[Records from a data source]
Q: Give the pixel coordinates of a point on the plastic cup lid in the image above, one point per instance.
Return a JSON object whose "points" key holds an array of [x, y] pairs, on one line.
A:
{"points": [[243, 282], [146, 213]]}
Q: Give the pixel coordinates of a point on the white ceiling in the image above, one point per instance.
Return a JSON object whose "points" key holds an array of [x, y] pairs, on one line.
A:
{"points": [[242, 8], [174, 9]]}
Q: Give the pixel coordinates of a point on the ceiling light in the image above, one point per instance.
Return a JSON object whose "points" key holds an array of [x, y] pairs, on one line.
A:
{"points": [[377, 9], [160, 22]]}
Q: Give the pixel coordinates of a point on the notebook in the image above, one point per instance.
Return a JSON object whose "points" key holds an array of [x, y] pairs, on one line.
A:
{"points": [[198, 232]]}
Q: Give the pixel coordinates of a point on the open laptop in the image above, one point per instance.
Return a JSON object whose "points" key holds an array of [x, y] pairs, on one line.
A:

→ Task description:
Return all of the data exactly as it reads.

→ Answer to the task:
Q: Give the pixel coordinates of a point on the plastic cup lid in the image above, one point per instance.
Return a JSON object whose "points" key holds an array of [x, y] pairs, on one line.
A:
{"points": [[243, 282], [146, 213]]}
Q: Give the pixel coordinates of a point on the white ceiling in the image above, one point per instance.
Return a JSON object whose "points" key holds an array of [x, y] pairs, on one line.
A:
{"points": [[242, 8], [174, 9]]}
Q: Give the pixel coordinates of a point on the ceiling light in the image above, one point per instance.
Return a JSON object whose "points" key holds an array of [x, y] pairs, on one line.
A:
{"points": [[377, 9], [160, 22]]}
Q: Give the pixel coordinates of a point on the notebook in the image above, one point per instance.
Return a JSON object whose "points" key holds an array of [x, y] pairs, on one line.
A:
{"points": [[198, 232]]}
Q: Give the pixel coordinates of a point on the open laptop in the image above, one point per instance.
Return a JSON object whose "points" key holds an array of [x, y] pairs, on one line.
A:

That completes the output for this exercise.